PROBLEM REQUIREMENTS -
Of all the lines in the entries below, give again exactly those starting at the line containing "Where can the rolled" and ending at the line containing "Where can the rough", both ends included, and no others.

◇ ◇ ◇

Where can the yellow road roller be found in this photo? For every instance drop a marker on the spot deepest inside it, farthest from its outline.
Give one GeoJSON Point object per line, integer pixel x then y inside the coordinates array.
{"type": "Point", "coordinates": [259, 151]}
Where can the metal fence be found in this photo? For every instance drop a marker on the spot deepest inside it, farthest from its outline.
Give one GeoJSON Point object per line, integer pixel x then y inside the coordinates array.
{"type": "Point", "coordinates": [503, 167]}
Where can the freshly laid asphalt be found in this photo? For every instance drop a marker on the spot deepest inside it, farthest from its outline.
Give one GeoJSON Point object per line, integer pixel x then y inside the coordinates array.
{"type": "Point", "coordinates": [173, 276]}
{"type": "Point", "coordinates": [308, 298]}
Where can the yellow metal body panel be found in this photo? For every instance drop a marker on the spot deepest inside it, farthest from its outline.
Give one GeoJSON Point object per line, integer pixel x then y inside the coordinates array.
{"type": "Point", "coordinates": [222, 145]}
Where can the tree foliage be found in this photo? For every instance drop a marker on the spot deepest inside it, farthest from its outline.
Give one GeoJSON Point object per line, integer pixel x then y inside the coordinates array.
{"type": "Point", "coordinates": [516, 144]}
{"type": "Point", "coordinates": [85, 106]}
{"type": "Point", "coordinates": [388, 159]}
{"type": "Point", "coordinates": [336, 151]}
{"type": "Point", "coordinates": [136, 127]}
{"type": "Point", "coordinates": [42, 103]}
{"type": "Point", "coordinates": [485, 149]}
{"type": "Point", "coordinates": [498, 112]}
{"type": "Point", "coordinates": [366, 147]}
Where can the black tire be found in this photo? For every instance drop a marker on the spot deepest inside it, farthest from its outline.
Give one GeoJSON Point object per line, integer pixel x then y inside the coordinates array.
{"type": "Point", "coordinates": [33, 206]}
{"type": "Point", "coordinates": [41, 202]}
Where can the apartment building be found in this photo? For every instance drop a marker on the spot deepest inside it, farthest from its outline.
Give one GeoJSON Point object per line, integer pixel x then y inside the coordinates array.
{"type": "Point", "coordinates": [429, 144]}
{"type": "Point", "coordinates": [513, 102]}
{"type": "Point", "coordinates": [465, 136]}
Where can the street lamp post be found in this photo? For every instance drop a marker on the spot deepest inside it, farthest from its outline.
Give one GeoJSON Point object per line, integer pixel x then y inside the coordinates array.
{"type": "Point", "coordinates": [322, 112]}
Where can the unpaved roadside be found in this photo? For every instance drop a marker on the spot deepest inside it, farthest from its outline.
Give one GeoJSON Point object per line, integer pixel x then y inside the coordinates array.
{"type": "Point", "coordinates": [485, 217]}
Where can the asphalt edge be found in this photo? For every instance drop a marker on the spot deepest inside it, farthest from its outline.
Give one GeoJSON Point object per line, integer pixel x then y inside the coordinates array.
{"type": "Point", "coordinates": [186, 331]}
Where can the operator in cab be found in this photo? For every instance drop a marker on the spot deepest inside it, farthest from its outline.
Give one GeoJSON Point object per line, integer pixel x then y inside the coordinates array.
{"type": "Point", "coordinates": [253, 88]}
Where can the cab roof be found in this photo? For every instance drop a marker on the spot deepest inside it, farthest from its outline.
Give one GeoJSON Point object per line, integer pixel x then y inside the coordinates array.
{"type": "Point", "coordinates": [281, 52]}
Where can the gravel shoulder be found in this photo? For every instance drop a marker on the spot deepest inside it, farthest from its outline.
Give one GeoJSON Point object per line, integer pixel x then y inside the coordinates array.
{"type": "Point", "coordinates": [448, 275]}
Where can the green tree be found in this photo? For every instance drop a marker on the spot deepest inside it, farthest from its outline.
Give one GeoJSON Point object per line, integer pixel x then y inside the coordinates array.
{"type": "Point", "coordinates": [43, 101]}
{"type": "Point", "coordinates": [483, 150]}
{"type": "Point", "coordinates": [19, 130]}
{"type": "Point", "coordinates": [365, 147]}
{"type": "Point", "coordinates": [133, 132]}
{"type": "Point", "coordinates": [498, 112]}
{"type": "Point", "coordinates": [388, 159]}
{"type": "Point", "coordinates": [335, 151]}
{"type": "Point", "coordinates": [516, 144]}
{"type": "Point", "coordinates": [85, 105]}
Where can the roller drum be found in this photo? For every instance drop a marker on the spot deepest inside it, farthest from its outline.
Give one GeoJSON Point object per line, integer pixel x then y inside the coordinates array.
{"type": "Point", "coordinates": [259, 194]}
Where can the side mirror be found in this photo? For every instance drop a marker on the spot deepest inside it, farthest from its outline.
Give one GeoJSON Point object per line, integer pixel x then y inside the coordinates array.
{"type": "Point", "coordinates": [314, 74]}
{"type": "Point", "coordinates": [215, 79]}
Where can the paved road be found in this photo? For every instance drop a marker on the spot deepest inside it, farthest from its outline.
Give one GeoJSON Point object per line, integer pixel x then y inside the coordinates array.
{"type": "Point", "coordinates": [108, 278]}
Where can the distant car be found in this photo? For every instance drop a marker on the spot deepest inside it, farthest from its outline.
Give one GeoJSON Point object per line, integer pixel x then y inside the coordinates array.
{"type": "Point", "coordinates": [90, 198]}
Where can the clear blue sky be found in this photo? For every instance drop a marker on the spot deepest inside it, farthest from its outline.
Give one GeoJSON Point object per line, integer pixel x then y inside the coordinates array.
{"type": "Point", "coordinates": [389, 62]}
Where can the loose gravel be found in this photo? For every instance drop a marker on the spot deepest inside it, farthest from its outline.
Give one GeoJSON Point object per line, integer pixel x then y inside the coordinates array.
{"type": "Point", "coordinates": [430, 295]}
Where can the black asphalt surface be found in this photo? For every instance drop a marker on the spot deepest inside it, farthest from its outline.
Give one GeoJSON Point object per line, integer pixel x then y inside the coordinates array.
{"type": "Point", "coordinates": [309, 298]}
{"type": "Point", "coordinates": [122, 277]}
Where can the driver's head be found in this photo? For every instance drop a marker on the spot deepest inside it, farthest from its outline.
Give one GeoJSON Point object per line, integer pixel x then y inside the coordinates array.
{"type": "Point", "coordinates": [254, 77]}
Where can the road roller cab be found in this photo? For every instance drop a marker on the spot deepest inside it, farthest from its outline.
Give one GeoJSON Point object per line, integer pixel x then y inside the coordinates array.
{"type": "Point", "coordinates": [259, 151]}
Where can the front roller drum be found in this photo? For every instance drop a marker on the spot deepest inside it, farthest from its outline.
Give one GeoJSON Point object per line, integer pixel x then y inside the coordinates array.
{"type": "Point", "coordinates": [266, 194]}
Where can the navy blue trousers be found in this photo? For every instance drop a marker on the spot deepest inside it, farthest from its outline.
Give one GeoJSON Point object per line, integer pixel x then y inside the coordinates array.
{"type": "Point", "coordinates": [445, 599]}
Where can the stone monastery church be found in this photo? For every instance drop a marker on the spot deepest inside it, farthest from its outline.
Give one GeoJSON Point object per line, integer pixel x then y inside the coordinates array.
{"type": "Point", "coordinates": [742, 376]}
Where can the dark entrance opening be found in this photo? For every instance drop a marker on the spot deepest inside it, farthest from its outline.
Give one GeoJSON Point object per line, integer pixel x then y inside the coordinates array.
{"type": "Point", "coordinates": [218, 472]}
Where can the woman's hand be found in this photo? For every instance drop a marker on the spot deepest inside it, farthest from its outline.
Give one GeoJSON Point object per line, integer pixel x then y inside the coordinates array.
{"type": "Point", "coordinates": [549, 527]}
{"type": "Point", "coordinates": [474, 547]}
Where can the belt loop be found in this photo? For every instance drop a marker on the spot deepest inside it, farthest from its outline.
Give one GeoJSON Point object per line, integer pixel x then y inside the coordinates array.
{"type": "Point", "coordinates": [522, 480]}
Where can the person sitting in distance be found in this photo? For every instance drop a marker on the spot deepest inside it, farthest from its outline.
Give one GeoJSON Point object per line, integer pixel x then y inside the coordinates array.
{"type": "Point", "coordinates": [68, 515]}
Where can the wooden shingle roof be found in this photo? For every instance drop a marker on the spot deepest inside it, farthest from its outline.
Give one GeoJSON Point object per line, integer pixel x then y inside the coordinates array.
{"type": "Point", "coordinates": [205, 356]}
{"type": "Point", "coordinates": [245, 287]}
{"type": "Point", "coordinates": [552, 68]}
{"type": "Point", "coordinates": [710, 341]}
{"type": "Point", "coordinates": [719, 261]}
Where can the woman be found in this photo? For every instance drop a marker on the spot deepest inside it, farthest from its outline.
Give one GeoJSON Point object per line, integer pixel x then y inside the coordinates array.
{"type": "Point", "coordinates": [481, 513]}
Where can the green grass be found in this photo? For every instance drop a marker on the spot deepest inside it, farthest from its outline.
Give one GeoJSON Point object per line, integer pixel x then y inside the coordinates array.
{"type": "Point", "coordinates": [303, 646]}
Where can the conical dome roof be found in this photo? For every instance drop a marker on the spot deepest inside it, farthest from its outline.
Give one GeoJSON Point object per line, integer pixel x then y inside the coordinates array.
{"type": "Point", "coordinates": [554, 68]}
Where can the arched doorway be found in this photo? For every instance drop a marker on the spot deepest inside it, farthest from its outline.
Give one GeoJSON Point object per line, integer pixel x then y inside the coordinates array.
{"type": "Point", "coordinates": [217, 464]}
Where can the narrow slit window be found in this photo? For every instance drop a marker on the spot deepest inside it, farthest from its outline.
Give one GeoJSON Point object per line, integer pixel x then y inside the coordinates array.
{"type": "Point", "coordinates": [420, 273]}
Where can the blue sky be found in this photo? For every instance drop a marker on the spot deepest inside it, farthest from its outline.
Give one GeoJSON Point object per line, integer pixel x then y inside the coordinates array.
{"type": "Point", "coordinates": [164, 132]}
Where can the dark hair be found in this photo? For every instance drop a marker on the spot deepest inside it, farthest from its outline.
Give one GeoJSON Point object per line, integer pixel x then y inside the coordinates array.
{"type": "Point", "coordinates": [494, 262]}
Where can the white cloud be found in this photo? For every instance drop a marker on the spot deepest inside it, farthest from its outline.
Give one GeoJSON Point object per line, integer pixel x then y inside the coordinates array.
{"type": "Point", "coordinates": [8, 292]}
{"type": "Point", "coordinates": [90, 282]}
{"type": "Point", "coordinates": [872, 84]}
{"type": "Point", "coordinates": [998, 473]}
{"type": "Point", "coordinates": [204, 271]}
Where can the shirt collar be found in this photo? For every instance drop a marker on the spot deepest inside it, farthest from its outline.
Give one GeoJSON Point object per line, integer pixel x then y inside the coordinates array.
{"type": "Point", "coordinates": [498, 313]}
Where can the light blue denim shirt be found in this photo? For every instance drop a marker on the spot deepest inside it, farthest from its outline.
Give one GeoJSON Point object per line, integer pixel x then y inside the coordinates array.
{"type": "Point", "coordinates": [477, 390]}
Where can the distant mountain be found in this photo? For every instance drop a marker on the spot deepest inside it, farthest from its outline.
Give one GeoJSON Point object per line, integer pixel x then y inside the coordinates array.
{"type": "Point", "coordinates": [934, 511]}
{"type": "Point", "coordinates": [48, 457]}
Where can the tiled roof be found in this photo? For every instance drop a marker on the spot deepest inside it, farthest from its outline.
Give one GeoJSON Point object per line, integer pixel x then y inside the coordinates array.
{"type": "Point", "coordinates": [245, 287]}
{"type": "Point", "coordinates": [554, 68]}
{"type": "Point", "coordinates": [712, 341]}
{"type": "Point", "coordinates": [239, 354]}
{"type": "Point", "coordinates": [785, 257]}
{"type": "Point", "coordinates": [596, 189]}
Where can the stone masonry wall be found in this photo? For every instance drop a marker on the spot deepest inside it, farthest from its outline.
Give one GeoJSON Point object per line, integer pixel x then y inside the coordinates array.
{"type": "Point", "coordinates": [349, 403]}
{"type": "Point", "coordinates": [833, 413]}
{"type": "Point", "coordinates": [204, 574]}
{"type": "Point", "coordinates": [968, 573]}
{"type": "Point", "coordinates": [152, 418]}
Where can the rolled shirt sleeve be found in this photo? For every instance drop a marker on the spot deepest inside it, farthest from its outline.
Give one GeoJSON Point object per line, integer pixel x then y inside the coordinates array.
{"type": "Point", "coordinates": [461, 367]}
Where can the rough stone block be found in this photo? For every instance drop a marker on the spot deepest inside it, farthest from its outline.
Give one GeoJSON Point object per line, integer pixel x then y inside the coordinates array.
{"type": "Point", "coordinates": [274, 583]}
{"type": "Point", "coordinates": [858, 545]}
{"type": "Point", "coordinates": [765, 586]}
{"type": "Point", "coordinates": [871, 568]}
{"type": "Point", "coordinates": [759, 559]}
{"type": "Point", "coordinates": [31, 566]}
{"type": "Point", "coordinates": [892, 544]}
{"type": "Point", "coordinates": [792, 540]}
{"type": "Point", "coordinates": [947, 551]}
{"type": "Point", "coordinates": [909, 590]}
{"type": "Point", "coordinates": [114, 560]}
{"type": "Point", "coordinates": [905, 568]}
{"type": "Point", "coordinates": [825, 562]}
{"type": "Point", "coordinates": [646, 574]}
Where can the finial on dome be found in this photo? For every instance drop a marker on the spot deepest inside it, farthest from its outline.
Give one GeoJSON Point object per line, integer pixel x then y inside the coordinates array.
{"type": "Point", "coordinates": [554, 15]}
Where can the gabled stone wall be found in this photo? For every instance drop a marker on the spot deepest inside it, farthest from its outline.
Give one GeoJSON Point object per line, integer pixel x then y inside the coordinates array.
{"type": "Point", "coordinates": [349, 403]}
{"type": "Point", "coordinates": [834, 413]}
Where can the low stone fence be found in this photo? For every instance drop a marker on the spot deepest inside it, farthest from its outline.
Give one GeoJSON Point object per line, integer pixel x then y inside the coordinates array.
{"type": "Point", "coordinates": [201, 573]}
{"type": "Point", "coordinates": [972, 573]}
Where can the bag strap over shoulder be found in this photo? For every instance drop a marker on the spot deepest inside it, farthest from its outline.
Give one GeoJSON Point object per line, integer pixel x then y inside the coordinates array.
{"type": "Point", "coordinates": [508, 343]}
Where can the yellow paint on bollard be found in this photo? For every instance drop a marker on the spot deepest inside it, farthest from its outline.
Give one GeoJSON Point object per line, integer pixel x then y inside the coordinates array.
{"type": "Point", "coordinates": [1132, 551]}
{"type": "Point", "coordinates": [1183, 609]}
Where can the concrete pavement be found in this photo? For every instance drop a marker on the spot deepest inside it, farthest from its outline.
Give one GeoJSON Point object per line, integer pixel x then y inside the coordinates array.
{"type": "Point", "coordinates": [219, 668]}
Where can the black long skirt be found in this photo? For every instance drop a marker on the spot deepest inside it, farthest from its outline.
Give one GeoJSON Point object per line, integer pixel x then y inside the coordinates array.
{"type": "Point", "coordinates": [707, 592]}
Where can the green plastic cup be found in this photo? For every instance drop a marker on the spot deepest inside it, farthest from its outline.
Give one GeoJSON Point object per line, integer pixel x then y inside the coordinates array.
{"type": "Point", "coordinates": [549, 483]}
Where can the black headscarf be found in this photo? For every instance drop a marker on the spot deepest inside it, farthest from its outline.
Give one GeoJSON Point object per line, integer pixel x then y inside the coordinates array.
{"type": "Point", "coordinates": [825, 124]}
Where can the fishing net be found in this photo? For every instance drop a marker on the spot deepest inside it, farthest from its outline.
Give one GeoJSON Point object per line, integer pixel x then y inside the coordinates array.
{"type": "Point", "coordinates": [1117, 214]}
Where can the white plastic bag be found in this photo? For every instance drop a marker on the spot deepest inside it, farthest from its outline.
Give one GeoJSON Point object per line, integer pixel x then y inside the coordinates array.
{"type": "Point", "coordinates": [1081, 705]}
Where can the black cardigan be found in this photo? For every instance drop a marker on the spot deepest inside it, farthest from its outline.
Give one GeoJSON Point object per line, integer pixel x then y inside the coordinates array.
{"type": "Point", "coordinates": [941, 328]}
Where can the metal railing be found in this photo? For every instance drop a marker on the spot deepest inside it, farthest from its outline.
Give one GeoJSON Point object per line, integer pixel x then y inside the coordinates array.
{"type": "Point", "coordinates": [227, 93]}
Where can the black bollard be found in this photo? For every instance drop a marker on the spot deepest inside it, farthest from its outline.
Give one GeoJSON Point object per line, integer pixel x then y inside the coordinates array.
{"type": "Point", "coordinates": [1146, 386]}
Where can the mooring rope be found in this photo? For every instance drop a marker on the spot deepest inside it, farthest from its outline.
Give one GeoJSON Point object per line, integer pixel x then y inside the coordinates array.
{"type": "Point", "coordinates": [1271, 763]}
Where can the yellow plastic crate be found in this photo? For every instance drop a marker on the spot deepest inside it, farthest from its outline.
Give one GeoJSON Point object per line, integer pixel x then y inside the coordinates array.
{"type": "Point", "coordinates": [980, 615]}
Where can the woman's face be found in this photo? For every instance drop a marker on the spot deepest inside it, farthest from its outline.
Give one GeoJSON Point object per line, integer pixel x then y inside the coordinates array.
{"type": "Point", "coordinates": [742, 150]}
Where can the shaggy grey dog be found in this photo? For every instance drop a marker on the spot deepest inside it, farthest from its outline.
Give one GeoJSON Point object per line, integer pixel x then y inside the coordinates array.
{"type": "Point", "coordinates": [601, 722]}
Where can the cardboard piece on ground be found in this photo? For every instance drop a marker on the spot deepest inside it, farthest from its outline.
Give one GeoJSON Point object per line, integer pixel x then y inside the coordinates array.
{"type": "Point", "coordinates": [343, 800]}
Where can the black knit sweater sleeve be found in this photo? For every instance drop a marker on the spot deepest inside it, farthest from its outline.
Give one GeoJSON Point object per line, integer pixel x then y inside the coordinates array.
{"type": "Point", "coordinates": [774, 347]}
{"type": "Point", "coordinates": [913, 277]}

◇ ◇ ◇

WRITTEN RESPONSE -
Where can the rolled shirt sleeve be found in this photo? For every instance drop a marker on the spot deepest inside it, farthest from its outline.
Give one GeoJSON Point object per line, integer pixel x then y inside the coordinates array.
{"type": "Point", "coordinates": [461, 367]}
Where can the rough stone block be found in this photo? For every instance drop a marker on the spot deepest inside it, farthest from its outline.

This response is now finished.